Extract >>
####
3. The Universal Rule (The "2/3" Law)

The most exciting discovery in this paper is that this "slowing down" isn't just a fluke for one specific type of black hole. It follows a strict mathematical rule.

The authors tested three very different types of black holes:

1. RN-AdS: Charged black holes (like a static electricity ball).
2. Kerr-AdS: Rotating black holes (spinning like a top).
3. Bardeen: "Regular" black holes (theoretical ones without a singularity at the center).

Despite their differences (one spins, one has charge, one has no center), they all slowed down at the exact same rate. The time it takes to settle down ($\tau$) follows a specific power law:
$$\tau \propto \frac{1}{|\text{distance to critical point}|^{2/3}}$$

The Analogy: Imagine three different cars (a truck, a sports car, and a bicycle) driving toward a traffic jam. Even though they are different vehicles, they all hit the exact same "slow-down curve" as they get closer to the jam. The paper suggests that the reason they slow down isn't because of the car's engine (the specific black hole geometry), but because of the road conditions (the flattening of the energy landscape).

4. How They Proved It

The authors didn't just guess; they used two main tools:

• Langevin Evolution: They simulated the black hole as a particle bouncing around in a noisy, thermal environment (like a leaf floating in a turbulent stream). They watched how long it took the leaf to stop wobbling.
####
Material shown >>
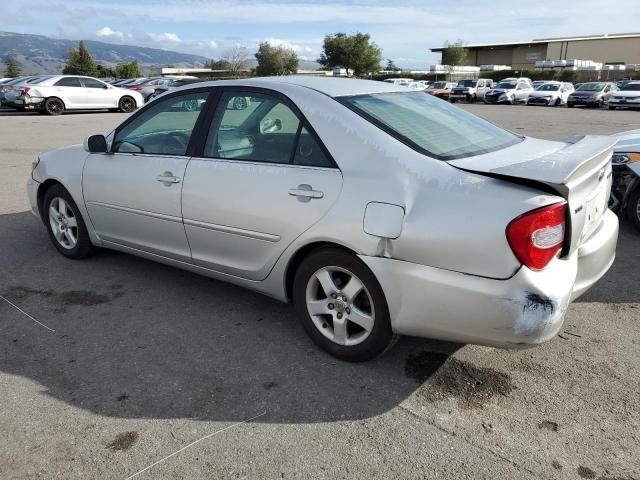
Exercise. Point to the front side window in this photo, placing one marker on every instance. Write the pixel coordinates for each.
####
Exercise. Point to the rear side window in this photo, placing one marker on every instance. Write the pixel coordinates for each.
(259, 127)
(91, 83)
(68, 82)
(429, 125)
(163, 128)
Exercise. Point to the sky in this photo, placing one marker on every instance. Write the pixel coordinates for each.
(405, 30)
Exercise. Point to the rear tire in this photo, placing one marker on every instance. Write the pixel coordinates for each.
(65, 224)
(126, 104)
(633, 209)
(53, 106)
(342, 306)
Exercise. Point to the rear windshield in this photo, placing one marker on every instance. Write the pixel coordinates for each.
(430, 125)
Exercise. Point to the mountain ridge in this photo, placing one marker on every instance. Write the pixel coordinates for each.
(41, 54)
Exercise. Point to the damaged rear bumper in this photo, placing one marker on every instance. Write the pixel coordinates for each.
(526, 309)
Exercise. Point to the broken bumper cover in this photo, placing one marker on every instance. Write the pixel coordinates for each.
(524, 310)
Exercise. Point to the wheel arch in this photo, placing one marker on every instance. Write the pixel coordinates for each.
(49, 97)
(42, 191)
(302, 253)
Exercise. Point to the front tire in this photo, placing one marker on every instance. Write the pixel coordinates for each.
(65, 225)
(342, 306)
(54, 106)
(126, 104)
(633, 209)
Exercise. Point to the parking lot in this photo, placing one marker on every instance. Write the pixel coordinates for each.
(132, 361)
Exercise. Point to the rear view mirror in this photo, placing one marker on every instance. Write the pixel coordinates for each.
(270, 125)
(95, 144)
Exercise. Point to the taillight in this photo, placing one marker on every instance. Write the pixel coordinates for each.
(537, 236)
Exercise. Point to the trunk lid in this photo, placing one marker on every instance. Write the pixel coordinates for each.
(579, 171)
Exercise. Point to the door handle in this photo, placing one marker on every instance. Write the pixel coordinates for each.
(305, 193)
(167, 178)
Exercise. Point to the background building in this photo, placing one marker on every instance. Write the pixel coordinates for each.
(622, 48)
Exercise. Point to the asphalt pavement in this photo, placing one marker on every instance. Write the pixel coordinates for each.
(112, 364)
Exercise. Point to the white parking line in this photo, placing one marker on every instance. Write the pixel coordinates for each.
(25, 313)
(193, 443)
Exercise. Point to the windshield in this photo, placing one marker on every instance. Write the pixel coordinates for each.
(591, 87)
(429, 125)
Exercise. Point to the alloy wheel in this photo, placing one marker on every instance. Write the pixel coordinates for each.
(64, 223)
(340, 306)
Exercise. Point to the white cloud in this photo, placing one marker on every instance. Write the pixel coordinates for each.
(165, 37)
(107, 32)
####
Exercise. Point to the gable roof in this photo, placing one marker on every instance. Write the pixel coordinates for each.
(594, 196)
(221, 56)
####
Stated exercise 1 >> Quote the black hole explainer, everything from "The most exciting" down to "strict mathematical rule.".
Stated exercise 2 >> According to the black hole explainer, which three types of black holes did the authors test?
Stated exercise 3 >> Continue the black hole explainer from its last sentence.
The listing is separate material, unrelated to the black hole explainer.

Exercise output 1 >>
The most exciting discovery in this paper is that this "slowing down" isn't just a fluke for one specific type of black hole. It follows a strict mathematical rule.

Exercise output 2 >> RN-AdS (charged), Kerr-AdS (rotating), and Bardeen ("regular") black holes.

Exercise output 3 >>
• Fokker-Planck Equation: This is a mathematical way to track the probability of the black hole being in different states. They looked at the "lowest energy eigenvalue" (a fancy way of saying the "slowest heartbeat" of the system). As the black hole approached the critical point, this heartbeat slowed down, confirming the "muddy swamp" theory.

Summary

The paper claims that when black holes are about to undergo a phase transition, they get stuck in a "flat" energy landscape, causing them to react very slowly to changes. This isn't unique to one type of black hole; it is a universal behavior shared by rotating, charged, and regular black holes. The "slowing down" follows a precise mathematical rule (the 2/3 exponent), suggesting that the underlying physics of these transitions is the same across the board, regardless of the black hole's specific details.

Technical Summary

Technical Summary: Critical Slowing Down and Universal Dynamic Scaling in AdS Black Holes

Problem Statement
While black hole thermodynamics has established a robust framework linking gravitational systems to conventional thermodynamics, the dynamical aspects of black hole phase transitions remain less explored than their static properties. Specifically, the kinetic behavior of black holes as they approach critical points—where phase transitions occur—requires further investigation. Previous studies have utilized the free energy landscape framework to analyze Hawking-Page transitions and small-large phase transitions in Reissner-Nordström AdS (RN-AdS) black holes, identifying phenomena such as critical slowing down. However, the extension of this stochastic framework to rotating (Kerr-AdS) black holes and regular black hole systems (like the Bardeen black hole) to determine if a universal dynamical scaling law exists across distinct black hole geometries has not been fully addressed.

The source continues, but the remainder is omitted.